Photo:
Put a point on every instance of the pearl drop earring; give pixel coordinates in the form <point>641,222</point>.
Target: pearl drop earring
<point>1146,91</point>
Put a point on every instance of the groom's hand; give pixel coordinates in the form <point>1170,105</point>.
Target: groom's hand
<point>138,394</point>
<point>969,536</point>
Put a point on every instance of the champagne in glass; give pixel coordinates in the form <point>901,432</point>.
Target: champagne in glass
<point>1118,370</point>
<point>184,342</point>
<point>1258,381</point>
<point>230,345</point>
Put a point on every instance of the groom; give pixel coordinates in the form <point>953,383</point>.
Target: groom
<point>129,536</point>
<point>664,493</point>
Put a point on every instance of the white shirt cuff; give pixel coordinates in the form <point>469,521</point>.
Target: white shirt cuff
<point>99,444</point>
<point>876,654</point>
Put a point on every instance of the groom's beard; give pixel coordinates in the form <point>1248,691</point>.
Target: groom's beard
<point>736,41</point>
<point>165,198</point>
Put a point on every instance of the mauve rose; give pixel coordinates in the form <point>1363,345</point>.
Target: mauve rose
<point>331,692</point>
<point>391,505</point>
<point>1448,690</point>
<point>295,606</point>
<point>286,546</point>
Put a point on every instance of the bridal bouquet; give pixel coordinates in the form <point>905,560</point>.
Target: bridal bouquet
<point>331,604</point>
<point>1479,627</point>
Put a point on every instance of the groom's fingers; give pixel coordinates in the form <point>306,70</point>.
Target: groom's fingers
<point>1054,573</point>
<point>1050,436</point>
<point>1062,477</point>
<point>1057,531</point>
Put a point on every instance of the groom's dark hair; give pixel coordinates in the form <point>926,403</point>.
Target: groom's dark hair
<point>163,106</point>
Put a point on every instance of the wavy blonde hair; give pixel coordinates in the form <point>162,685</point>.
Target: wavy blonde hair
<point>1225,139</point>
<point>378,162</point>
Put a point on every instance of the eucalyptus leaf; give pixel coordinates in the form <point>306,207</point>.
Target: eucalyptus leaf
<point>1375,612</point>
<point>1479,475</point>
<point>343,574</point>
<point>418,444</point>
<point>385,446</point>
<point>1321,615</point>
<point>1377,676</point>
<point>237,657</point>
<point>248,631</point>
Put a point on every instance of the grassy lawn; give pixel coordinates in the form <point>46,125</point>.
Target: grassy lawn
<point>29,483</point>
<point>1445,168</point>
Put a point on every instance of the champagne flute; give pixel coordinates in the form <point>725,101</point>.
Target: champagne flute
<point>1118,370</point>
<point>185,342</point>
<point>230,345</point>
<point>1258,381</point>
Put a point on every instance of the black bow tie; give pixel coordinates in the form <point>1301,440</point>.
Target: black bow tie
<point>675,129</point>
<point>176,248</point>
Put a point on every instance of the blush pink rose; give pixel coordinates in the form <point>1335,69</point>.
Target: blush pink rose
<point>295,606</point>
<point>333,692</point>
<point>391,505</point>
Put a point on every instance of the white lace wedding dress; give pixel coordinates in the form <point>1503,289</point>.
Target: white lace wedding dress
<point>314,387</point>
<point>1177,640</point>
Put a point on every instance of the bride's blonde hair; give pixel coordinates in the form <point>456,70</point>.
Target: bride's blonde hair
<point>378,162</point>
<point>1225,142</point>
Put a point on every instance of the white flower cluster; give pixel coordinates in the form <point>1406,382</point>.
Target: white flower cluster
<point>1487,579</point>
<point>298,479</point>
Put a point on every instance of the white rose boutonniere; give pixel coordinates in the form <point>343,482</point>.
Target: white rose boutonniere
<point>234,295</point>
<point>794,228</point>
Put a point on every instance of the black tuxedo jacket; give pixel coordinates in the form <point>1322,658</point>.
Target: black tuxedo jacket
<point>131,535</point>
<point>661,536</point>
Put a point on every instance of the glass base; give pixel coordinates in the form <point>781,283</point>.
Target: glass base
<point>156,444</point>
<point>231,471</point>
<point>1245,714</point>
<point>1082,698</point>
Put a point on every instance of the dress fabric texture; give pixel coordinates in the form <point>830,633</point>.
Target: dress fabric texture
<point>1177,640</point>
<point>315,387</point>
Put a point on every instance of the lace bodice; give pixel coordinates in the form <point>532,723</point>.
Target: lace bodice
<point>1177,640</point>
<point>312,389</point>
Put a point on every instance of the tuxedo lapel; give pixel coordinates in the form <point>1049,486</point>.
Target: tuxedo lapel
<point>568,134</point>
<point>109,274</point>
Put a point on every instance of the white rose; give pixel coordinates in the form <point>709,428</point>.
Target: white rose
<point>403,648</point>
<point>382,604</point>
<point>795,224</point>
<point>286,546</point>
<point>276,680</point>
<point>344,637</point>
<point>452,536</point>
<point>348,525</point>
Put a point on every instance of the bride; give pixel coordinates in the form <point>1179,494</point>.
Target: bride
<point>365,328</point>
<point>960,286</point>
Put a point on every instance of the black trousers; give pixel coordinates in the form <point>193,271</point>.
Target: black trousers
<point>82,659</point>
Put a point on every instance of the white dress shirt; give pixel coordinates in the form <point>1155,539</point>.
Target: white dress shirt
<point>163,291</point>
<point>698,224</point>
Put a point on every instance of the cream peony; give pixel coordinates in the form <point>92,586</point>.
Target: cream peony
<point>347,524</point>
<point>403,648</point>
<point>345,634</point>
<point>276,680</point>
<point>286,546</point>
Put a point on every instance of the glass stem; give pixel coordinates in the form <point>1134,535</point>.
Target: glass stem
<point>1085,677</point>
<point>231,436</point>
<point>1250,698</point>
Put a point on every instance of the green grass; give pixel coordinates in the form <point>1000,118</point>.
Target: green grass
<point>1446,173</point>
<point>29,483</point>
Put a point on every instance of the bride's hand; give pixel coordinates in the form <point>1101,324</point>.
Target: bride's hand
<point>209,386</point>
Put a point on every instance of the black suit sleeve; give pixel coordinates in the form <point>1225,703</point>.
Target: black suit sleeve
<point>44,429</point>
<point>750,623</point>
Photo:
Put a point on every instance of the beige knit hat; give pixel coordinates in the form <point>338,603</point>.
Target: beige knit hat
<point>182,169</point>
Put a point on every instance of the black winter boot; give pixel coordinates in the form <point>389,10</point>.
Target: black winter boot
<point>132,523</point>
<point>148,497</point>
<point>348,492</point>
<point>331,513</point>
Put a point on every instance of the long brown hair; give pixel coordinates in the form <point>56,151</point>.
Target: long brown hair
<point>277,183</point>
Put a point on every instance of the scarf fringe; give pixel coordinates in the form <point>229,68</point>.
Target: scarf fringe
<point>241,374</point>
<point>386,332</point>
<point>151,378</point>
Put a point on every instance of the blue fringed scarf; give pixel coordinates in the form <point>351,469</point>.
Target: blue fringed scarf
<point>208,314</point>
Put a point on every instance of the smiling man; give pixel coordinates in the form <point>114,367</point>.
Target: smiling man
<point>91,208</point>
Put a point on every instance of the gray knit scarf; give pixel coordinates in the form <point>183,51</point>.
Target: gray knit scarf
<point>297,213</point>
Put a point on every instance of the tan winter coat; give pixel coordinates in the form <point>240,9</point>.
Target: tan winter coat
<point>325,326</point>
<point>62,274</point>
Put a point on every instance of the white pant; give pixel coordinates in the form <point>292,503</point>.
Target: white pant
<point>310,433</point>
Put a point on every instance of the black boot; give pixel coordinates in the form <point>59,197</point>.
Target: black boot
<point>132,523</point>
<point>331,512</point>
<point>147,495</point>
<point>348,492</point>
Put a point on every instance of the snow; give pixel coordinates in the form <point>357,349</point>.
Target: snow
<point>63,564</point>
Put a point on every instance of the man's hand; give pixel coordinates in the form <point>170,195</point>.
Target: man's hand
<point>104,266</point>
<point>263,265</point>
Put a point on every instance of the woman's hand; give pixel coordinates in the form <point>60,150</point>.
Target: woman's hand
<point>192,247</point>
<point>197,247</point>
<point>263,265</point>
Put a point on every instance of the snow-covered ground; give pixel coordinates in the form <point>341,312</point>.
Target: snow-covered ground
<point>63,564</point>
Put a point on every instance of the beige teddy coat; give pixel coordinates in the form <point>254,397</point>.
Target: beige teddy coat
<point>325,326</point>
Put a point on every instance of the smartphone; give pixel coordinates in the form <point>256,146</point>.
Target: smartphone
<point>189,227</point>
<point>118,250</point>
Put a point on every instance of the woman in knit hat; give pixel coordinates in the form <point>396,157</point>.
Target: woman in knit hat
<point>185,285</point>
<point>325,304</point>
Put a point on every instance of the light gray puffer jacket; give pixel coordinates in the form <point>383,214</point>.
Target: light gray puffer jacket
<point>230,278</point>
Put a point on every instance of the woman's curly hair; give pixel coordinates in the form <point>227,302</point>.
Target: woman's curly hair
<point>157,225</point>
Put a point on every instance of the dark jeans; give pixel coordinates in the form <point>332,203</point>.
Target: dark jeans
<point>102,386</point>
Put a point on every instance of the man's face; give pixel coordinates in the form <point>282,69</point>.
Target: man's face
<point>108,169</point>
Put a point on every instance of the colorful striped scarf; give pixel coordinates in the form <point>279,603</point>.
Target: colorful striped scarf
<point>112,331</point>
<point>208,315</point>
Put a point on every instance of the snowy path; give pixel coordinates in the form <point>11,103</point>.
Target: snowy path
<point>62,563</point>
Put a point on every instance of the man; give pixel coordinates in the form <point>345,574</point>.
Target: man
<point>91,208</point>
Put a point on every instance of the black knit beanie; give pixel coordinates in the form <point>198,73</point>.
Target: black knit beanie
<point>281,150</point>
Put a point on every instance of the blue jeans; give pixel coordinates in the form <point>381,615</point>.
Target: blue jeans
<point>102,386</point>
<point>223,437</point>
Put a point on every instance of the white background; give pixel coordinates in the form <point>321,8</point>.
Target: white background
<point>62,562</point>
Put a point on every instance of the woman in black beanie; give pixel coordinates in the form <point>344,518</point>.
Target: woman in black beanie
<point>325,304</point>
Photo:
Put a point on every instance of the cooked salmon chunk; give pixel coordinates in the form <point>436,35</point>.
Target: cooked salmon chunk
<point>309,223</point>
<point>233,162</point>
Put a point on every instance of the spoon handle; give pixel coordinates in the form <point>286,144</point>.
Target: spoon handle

[Request]: Update the lines from the line with "Put a point on every instance of the bride's hand;" up to and including the line with "<point>750,623</point>" so that "black suit sleeve" becomes "navy suit sleeve", with everything else unchanged. Return only those lines.

[Written solution]:
Put a point on every instance of the bride's hand; give pixel coordinates in the form <point>1101,324</point>.
Target: bride's hand
<point>209,386</point>
Put a point on every instance of the navy suit sleeve; give pixel coordinates in the form <point>1225,703</point>.
Target: navy suit sleeve
<point>44,429</point>
<point>750,623</point>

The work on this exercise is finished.